“Back to back / Double plat / I did what you won’t / Men lie women lie / Numbers don’t…” –Jay-Z, “Reminder.”
In early January, Kid Cudi took to Twitter and essentially threatened to launch a jihad against his record label because he didn’t see a proper correlation between his YouTube/VEVO views and his plays on terrestrial radio.
King Wizard 3.4 million views on Vevo, Just What I Am has 4.3 million and my shit is not on regular rotation on radio. Hmmm.
— Scott Mescudi (@ducidni) January 8, 2013" alt="">
Trinidad James got 4.1 million views on his hit (rightfully so), and I hear that jam EVERYWHERE.Wheres my fuckin spins???
— Scott Mescudi (@ducidni) January 8, 2013" alt="">
Im talkin numbers. Im talkin stats.
— Scott Mescudi (@ducidni) January 8, 2013
And in December of 2012, during a periodic audit, Google reportedly deleted 2 billion views from Sony Music Entertainment and Universal Music Group’s YouTube channels. Why is any of this important? I think we live in a culture infatuated with numbers. I’m not talking specifically about Hip Hop, but Popular American culture—and particularly music—in general. The rise of sabermetrics, Google Analytics, and the popularity of books such as Freakonomics have created a climate where even casual followers can dig deep into the numbers at a granular level. Recently, when talking to a publicist that also trades in Hip Hop, we had a friendly disagreement over placing their client on HipHopDX. The civil back and forth ended when I was told, “That’s cool. You guys are still behind AllHipHop with that Alexa rating.” Just in case you’re wondering, Alexa provides traffic data and rankings for thousands of websites, Hip Hop or otherwise, throughout the world.
As much as numerical analysis has spread throughout every aspect of pop culture; the music industry is still lagging behind. This shouldn’t come as a surprise. Major labels, and the industry as a whole, have been embarrassingly slow adapting to formerly groundbreaking technology such as printed sheet music, compact discs and mp3 technology, to name a few. After decades of price gouging consumers, that slow adaptation was one of the reasons people like Shawn Fanning of Napster and Apple’s Steve Jobs stole the record industry’s business from right under their nose.

RAW DATA =
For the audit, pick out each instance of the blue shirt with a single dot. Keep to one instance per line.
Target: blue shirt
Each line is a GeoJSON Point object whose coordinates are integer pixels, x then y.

OBJECTIVES =
(1) In the article about numbers in music, reproduce the passage verbatim: start at the words "In early January, Kid" and end after the words "on terrestrial radio.".
(2) According to the article about numbers in music, what did Google reportedly delete in December 2012?
(3) Write the next part of the article about numbers in music, continuing after its final sentence.

TASK RESPONSES =
(1)
In early January, Kid Cudi took to Twitter and essentially threatened to launch a jihad against his record label because he didn’t see a proper correlation between his YouTube/VEVO views and his plays on terrestrial radio.

(2) It reportedly deleted 2 billion views from Sony Music Entertainment's and Universal Music Group's YouTube channels.

(3)
What does all or any of this have to do with Hip Hop? For the better part of two decades, people like 50 Cent, Jay-Z and Sean Combs have been telling us to equate wealth and sales figures with talent and skill. And Hip Hop listeners have been blindly following this logic. I’m just as guilty as any other Hip Hop fan. I can’t sit here and pretend that HipHopDX doesn’t run a weekly SoundScan tally as well as an annual list of the artists that earned platinum and gold plaques. I think there’s certainly a correlation between all of these elements. But as platinum-selling artists Vanilla Ice and Ying Yang Twinz prove, popularity doesn’t equal talent. Given the above statements, maybe it’s time for a change in how we measure artist’s commercial success.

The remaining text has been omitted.